• [Work task]:
Go to the line containing "Objective: provide one point per instance of the hard" in the listing below. Output that line and each later one exactly.

• [The records]:

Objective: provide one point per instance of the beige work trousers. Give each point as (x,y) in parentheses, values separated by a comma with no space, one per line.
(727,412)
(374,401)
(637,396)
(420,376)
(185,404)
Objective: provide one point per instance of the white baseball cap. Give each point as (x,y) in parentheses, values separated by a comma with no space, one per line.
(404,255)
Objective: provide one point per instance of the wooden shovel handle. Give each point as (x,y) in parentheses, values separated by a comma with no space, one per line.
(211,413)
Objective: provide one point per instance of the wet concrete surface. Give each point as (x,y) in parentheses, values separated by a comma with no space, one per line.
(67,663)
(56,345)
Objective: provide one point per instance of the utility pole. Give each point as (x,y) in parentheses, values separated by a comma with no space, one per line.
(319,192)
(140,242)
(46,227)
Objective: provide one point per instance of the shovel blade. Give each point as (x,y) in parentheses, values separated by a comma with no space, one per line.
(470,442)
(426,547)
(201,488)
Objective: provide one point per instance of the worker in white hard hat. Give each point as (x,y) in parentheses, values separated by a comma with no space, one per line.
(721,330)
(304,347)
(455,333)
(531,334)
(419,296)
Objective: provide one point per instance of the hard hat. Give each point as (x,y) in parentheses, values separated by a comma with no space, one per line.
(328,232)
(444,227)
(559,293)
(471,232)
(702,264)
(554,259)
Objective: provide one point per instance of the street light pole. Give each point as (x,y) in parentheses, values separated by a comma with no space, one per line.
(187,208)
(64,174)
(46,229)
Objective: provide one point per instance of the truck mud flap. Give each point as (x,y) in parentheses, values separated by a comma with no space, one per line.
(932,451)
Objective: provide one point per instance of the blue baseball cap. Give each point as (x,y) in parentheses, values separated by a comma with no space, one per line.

• [Response for this exercise]:
Objective: provide one point per instance of the hard hat. Give each point as (x,y) in parentheses, values separated by a comma with no space, one per line.
(328,232)
(444,227)
(559,293)
(471,232)
(702,264)
(554,259)
Objective: provide one point per instance of the street light pole. Give each point as (x,y) in parentheses, values separated by a comma with no space, one per line.
(187,208)
(64,174)
(46,229)
Objective: provide one point per instance of the truck mud flap. Give each point as (x,y) in parentheses, values separated by a comma with no space, one per line.
(932,451)
Objective: provide one point per instance of the blue baseball cap. Give each point as (x,y) in parentheses, values separated by a comma with no space, one per line.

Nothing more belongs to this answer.